§ **Texto do exercício**
++++++++++++++++++++
Rute Alonso (crédito: Felipe Campos)
Rute Alonso (Foto: Felipe Campos)
(Luciana Araújo/Agência Patrícia Galvão, 06/08/2015) Rejeição familiar ou cárcere doméstico, estupros corretivos, invisibilidade nas políticas públicas e violências institucionais múltiplas são parte da existência das mulheres lésbicas, bissexuais ou trans em nossa sociedade.

Agência Patrícia Galvão conversou com Rute Alonso durante a produção do Dossiê Violência contra as Mulheres. Confira abaixo a íntegra da entrevista com a bacharel em Direito, presidenta da União de Mulheres de São Paulo e coordenadora do programa de Promotoras Legais Populares desenvolvido por essa organização da sociedade civil. Rute também foi integrante do Conselho Municipal da Atenção à Diversidade Sexual de São Paulo.
++++++++++++++++++++
§ **Dados fornecidos**
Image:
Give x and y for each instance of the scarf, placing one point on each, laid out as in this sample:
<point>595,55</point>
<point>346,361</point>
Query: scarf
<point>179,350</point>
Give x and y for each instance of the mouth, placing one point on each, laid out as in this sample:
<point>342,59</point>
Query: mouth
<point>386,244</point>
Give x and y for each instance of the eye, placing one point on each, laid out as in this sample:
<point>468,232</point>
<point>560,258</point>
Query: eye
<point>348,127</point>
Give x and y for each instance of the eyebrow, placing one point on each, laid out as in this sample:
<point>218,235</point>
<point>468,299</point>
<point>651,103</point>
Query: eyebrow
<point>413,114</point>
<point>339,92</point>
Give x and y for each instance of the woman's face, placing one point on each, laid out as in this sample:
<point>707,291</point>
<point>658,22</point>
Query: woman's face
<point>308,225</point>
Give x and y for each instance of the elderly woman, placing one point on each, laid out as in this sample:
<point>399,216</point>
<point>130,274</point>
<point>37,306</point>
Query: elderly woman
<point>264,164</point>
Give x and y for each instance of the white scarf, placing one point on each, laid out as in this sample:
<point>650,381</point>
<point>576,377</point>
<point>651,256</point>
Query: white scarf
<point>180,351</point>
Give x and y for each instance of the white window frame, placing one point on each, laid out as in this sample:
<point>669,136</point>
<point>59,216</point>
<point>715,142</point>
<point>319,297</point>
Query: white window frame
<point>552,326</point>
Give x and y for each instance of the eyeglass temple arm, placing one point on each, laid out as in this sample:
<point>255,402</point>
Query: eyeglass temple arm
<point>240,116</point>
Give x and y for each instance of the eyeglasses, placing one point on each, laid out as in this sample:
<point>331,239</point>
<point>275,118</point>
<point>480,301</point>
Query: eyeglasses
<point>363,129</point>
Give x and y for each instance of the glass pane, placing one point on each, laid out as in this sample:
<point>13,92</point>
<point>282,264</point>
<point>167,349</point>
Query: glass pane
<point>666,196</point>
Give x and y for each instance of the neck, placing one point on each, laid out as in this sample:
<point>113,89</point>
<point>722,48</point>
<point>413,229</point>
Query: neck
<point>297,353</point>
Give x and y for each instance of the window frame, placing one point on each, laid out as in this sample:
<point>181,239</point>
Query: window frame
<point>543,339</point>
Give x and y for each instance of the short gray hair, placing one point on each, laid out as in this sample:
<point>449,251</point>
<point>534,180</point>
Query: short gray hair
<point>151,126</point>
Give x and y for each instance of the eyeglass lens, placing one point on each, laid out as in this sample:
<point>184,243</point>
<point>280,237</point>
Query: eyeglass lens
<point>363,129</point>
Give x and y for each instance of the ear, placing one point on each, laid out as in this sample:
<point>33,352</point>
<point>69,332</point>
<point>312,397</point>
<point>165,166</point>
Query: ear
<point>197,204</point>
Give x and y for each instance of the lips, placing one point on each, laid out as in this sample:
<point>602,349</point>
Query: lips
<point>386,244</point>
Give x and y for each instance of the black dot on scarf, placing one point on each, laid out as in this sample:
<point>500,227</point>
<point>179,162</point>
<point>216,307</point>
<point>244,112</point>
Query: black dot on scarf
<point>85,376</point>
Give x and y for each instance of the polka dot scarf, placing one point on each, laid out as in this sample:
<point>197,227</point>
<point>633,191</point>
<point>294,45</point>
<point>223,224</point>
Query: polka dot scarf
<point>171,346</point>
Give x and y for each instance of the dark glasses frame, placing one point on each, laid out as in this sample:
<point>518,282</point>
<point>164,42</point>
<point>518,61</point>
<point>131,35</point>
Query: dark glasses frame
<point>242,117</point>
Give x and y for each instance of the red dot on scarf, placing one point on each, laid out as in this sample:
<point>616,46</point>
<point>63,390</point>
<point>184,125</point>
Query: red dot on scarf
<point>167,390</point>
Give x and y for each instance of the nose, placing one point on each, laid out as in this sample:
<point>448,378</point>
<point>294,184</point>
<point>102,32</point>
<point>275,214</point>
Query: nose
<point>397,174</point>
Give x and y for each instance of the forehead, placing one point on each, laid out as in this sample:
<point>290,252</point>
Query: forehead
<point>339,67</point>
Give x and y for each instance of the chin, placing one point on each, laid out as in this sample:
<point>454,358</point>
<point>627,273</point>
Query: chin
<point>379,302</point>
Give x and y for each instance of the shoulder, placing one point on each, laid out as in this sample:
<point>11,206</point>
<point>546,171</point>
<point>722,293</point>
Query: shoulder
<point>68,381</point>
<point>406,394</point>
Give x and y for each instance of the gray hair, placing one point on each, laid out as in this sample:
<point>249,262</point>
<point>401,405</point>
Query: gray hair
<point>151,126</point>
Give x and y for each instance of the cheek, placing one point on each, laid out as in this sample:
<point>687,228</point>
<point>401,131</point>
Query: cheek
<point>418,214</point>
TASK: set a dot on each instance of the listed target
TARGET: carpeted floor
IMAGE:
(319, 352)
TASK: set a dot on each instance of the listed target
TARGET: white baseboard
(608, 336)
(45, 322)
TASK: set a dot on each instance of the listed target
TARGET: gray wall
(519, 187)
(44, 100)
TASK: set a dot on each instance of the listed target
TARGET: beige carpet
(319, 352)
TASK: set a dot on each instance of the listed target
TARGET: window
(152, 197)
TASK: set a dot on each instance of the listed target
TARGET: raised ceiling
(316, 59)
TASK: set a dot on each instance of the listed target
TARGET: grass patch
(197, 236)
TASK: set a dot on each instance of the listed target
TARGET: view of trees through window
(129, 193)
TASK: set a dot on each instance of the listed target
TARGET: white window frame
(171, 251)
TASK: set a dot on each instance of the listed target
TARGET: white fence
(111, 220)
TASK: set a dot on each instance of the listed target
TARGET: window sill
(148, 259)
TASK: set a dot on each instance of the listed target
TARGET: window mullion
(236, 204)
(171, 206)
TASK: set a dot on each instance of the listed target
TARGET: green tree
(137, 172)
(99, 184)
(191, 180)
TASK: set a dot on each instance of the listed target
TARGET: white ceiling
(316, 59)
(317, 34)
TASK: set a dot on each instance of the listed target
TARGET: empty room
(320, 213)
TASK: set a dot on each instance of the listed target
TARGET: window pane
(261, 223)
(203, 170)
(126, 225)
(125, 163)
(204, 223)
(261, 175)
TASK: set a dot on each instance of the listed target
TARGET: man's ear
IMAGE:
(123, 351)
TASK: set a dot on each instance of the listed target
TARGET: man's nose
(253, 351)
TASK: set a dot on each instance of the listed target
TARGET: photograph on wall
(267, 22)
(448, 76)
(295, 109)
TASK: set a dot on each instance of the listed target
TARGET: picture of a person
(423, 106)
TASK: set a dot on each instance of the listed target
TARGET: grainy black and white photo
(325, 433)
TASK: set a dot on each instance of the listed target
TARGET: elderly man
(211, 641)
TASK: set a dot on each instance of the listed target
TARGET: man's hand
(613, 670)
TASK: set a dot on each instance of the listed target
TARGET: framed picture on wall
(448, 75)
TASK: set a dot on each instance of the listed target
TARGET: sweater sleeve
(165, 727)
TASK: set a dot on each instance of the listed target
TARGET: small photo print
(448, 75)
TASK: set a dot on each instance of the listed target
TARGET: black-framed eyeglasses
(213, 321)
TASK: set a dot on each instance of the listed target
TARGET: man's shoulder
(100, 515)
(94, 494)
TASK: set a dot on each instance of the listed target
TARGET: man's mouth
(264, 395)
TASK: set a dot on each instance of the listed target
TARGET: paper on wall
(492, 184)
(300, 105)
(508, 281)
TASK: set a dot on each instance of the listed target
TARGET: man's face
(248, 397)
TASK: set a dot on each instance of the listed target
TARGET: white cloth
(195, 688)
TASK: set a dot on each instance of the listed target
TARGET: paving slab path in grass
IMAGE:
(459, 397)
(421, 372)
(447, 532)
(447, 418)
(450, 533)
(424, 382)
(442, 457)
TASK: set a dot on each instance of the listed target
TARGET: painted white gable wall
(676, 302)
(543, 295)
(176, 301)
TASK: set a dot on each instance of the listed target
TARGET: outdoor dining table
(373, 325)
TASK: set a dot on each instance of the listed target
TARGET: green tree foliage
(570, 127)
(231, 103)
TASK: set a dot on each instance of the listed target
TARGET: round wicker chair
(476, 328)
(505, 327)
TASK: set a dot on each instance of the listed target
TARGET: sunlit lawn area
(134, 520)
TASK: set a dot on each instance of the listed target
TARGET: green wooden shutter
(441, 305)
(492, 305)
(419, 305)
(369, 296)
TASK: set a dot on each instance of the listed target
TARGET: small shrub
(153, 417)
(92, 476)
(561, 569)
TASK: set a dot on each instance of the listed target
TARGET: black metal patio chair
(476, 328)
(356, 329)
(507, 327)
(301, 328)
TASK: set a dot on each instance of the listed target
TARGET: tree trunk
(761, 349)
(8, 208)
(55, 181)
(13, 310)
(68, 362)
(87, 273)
++++++++++++++++++++
§ **Tarefa proposta**
Edite o trecho do texto do exercício que vai de "Rute Alonso (Foto: Felipe" até "em nossa sociedade.", trocando "cárcere doméstico" por "confinamento doméstico".

§ **Resposta da tarefa**
Rute Alonso (Foto: Felipe Campos)
(Luciana Araújo/Agência Patrícia Galvão, 06/08/2015) Rejeição familiar ou confinamento doméstico, estupros corretivos, invisibilidade nas políticas públicas e violências institucionais múltiplas são parte da existência das mulheres lésbicas, bissexuais ou trans em nossa sociedade.